→ DIRECTIONS: In the forum thread below, list every argument that is passed by name (with an equals sign) in the unnest_tokens call assigned to bigram_freq, along with its value.

→ SUPPLIED TEXT:
***

Reputation: 21
for example, I know the default setting for collapse in unnest_tokens is TRUE. But I'm confused what's real meaning of collapse argument. I have read through the R documentation, however I still confused. Here's an example I wrote. Is there any difference for the return value if I change collapse to TRUE?
bigram_freq <- tw %>%
unnest_tokens(bigram,text,token = "ngrams", n=2, collapse = FALSE)
Upvotes: 0
Views: 295
Reputation: 11663
The collapse
argument controls how the input text is handled across new lines:
Whether to combine text with newlines first in case tokens (such as sentences or paragraphs) span multiple lines.
Check out the difference in behavior with collapse = TRUE
compared to collapse = FALSE
:
library(tidyverse)
library(tidytext)
emily <- tibble(text = c("Because I could not stop for Death -",
"He kindly stopped for me -"))
## notice the bigram "death he"
emily %>%
unnest_tokens(word, text, token = "ngrams", n = 2, collapse = TRUE)

***

→ RECORDS SUPPLIED:
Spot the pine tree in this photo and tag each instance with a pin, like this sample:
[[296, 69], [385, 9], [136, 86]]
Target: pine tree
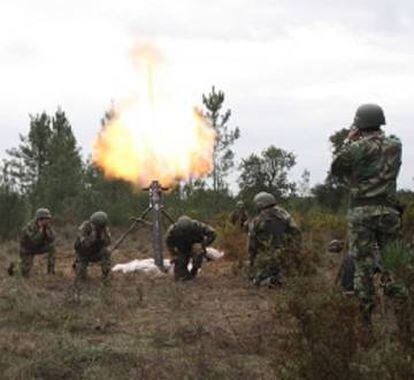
[[267, 172], [26, 163], [61, 183], [225, 137]]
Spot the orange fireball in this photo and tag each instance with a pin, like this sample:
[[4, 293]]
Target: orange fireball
[[154, 136]]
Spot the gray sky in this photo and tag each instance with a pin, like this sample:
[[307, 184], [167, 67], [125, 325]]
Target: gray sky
[[293, 71]]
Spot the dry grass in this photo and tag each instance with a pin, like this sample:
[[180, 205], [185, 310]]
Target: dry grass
[[217, 327]]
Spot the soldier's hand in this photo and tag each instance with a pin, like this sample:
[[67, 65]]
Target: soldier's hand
[[353, 134], [197, 248]]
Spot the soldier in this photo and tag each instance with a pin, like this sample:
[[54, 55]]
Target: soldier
[[92, 245], [268, 235], [37, 238], [187, 240], [369, 162], [239, 216]]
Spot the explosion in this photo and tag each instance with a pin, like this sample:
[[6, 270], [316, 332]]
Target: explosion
[[154, 135]]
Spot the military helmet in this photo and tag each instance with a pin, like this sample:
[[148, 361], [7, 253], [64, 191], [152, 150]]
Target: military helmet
[[369, 116], [239, 204], [184, 222], [43, 213], [99, 219], [263, 200]]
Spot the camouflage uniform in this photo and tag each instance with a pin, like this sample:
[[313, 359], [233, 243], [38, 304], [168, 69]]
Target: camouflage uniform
[[239, 218], [370, 165], [268, 235], [36, 241], [91, 246], [180, 239]]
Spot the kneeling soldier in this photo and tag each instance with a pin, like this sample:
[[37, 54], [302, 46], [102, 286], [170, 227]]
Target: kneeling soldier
[[187, 240], [92, 245], [37, 238], [269, 232]]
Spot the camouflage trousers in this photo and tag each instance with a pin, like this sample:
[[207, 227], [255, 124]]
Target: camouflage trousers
[[84, 258], [370, 228], [27, 258], [265, 268], [181, 262]]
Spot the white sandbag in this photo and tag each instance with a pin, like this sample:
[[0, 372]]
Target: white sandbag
[[148, 265], [213, 254], [145, 265]]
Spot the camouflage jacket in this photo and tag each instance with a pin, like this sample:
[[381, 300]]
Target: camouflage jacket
[[33, 238], [239, 217], [370, 166], [269, 231], [180, 240], [91, 239]]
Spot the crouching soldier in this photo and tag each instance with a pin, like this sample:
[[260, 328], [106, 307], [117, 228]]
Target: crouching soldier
[[92, 245], [187, 240], [37, 238], [269, 233]]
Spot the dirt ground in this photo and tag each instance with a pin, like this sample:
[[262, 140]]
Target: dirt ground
[[141, 326]]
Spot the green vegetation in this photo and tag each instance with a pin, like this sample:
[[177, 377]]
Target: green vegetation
[[217, 327]]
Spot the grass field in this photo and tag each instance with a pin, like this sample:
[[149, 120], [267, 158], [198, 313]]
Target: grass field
[[150, 327]]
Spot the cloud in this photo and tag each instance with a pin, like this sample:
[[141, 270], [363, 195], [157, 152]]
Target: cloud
[[293, 71]]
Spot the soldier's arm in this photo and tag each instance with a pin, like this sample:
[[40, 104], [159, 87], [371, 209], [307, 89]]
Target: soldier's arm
[[342, 163], [49, 234], [33, 236], [170, 240], [209, 234], [106, 237]]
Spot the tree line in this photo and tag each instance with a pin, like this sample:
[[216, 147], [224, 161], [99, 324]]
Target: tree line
[[47, 169]]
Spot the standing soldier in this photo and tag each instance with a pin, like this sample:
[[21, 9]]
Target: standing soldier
[[187, 240], [37, 238], [239, 216], [269, 233], [369, 162], [92, 245]]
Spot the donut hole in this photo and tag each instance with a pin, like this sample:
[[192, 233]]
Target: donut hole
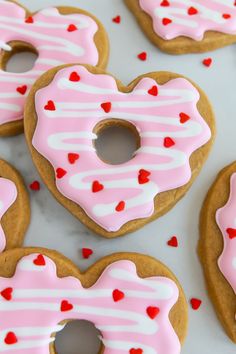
[[117, 141], [78, 337], [20, 59]]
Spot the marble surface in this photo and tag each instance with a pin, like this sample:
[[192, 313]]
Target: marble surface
[[52, 226]]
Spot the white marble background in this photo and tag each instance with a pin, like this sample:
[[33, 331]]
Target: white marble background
[[52, 226]]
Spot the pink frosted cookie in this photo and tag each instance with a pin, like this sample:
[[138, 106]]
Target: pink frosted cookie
[[14, 207], [133, 300], [58, 35], [217, 246], [185, 26], [172, 119]]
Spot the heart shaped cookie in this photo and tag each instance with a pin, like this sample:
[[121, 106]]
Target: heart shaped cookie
[[58, 35], [217, 246], [115, 199], [14, 207], [44, 297], [186, 26]]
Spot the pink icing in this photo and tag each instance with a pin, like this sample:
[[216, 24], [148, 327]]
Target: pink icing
[[68, 129], [226, 219], [211, 15], [55, 45], [8, 195], [34, 311]]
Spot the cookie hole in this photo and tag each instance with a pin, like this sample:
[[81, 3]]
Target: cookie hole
[[78, 337], [20, 59], [117, 141]]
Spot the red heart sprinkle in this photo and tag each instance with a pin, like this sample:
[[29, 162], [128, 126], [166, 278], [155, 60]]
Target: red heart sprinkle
[[165, 3], [7, 294], [136, 351], [142, 56], [183, 117], [173, 242], [74, 77], [192, 11], [116, 19], [120, 206], [97, 187], [195, 303], [153, 311], [72, 28], [118, 295], [207, 62], [86, 252], [22, 89], [106, 106], [10, 338], [166, 21], [66, 306], [60, 173], [29, 20], [35, 186], [231, 232], [153, 91], [168, 142], [40, 260], [73, 157], [143, 176], [50, 106]]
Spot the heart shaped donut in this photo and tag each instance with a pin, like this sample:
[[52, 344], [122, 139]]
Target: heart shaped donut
[[217, 247], [186, 26], [171, 116], [133, 300], [14, 207], [58, 35]]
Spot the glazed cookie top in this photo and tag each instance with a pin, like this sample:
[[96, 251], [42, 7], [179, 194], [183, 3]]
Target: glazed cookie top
[[166, 117], [226, 220], [57, 38], [131, 313], [8, 195], [190, 18]]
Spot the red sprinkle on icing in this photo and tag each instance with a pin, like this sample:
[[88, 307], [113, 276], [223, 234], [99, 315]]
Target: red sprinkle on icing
[[22, 89], [153, 91], [40, 261], [118, 295], [120, 206], [7, 294], [66, 306], [50, 106], [143, 176], [72, 28], [166, 21], [73, 157], [173, 242], [35, 186], [195, 303], [184, 117], [231, 232], [74, 77], [168, 142], [10, 338], [86, 252], [152, 312], [117, 19], [106, 106], [97, 187], [60, 173], [142, 56], [192, 11], [207, 62]]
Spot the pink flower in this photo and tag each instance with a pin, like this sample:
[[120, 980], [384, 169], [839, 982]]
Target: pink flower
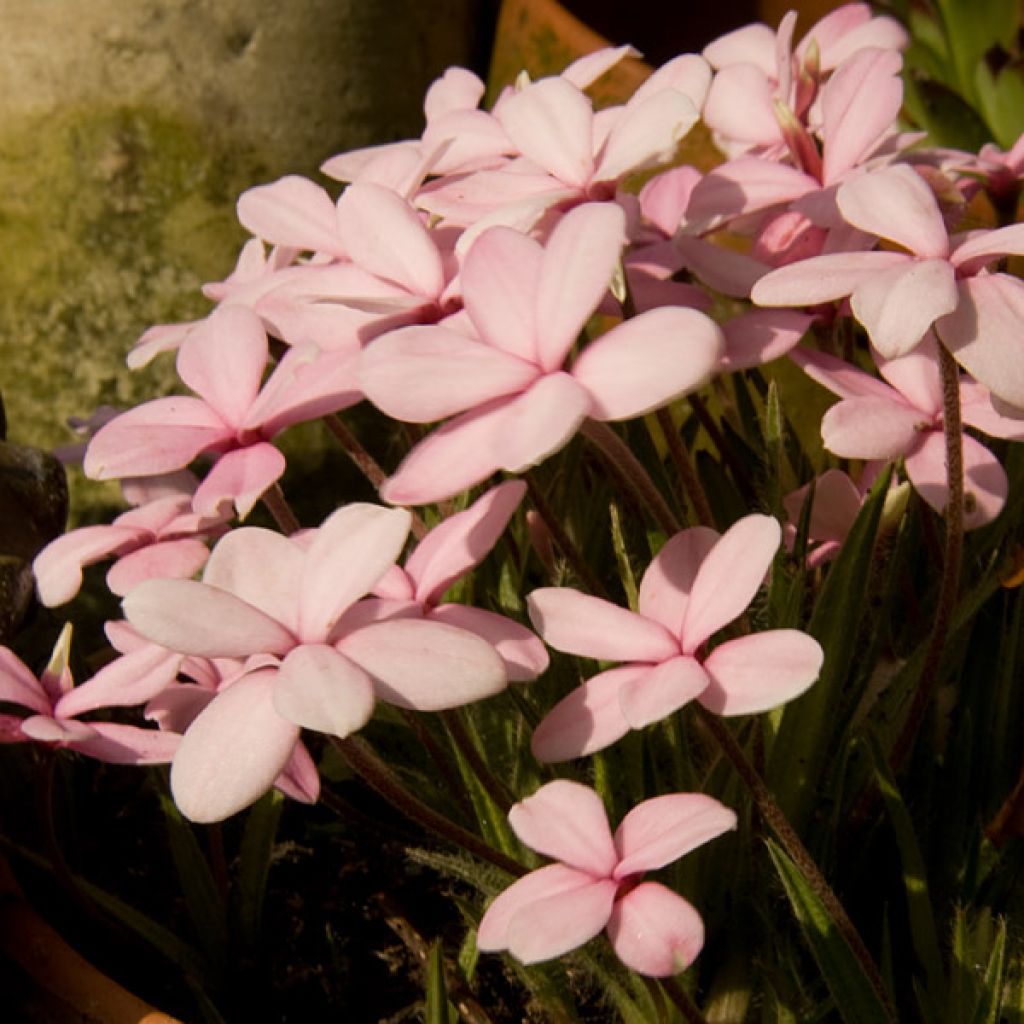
[[236, 414], [697, 583], [440, 559], [937, 281], [597, 882], [512, 400], [162, 537], [279, 603], [56, 702]]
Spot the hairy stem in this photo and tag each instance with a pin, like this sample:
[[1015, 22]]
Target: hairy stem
[[929, 679], [359, 756], [686, 469], [562, 539]]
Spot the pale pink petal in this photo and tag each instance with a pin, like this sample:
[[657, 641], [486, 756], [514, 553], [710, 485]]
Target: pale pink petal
[[232, 752], [751, 44], [424, 374], [837, 503], [299, 780], [179, 559], [320, 689], [46, 729], [222, 360], [654, 932], [349, 553], [550, 122], [175, 708], [262, 567], [646, 133], [895, 203], [587, 720], [983, 247], [425, 666], [581, 624], [859, 103], [450, 460], [384, 235], [130, 679], [916, 376], [126, 744], [19, 685], [664, 689], [462, 541], [57, 567], [689, 74], [985, 484], [842, 378], [665, 197], [823, 279], [537, 890], [588, 69], [523, 654], [739, 105], [755, 338], [579, 260], [500, 280], [730, 272], [978, 411], [648, 360], [665, 828], [306, 384], [566, 821], [742, 186], [897, 308], [240, 477], [729, 578], [872, 428], [195, 619], [665, 589], [457, 89], [541, 421], [984, 334], [292, 211], [760, 671], [156, 437]]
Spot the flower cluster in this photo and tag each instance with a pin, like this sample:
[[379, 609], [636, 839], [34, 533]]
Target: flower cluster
[[505, 285]]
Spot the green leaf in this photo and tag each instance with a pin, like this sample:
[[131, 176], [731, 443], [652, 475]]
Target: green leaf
[[1000, 97], [809, 731], [254, 866], [203, 897], [438, 1010], [972, 29], [855, 996], [947, 118], [919, 904], [987, 1011]]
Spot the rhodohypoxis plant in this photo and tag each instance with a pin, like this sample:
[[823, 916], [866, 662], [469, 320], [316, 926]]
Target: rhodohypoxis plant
[[572, 354], [598, 881]]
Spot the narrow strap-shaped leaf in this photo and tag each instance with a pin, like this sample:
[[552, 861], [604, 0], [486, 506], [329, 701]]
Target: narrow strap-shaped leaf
[[855, 996], [203, 898], [808, 730], [987, 1011], [438, 1010], [919, 904], [254, 865]]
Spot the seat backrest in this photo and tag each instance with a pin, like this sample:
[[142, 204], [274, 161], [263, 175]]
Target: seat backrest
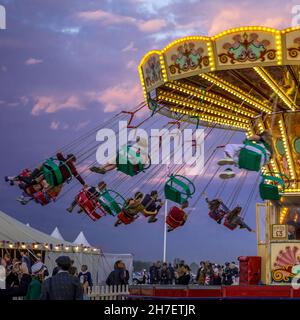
[[175, 181], [249, 160], [52, 173]]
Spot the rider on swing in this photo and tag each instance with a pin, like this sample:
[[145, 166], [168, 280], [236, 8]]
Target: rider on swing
[[217, 209], [92, 194], [177, 217], [232, 152], [140, 145], [233, 220], [131, 210]]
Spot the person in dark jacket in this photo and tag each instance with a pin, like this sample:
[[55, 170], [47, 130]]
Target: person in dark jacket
[[119, 276], [85, 276], [21, 289], [164, 274], [171, 274], [227, 275], [62, 286]]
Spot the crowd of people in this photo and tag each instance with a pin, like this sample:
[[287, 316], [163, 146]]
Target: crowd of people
[[180, 274], [29, 277]]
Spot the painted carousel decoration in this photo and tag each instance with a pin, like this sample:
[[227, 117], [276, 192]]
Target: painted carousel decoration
[[245, 79]]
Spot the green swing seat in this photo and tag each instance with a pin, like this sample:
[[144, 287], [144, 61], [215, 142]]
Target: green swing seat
[[130, 164], [251, 155], [52, 173], [111, 202], [179, 189], [270, 191]]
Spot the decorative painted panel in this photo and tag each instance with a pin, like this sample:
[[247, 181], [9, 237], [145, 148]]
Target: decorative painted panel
[[285, 262], [186, 58], [245, 48], [292, 43], [152, 72]]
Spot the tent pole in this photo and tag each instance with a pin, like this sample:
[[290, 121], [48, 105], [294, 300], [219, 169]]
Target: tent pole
[[165, 232]]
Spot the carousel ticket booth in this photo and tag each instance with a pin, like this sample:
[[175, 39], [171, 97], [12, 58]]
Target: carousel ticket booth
[[278, 240]]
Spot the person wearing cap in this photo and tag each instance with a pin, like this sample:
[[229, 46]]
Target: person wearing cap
[[62, 286], [131, 210], [93, 194], [140, 146], [151, 205], [35, 286], [177, 216]]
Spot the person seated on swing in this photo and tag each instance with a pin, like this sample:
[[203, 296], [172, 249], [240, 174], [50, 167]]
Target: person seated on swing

***

→ EXERCISE RESPONSE:
- token = "ngrams"
- n = 2
- collapse = FALSE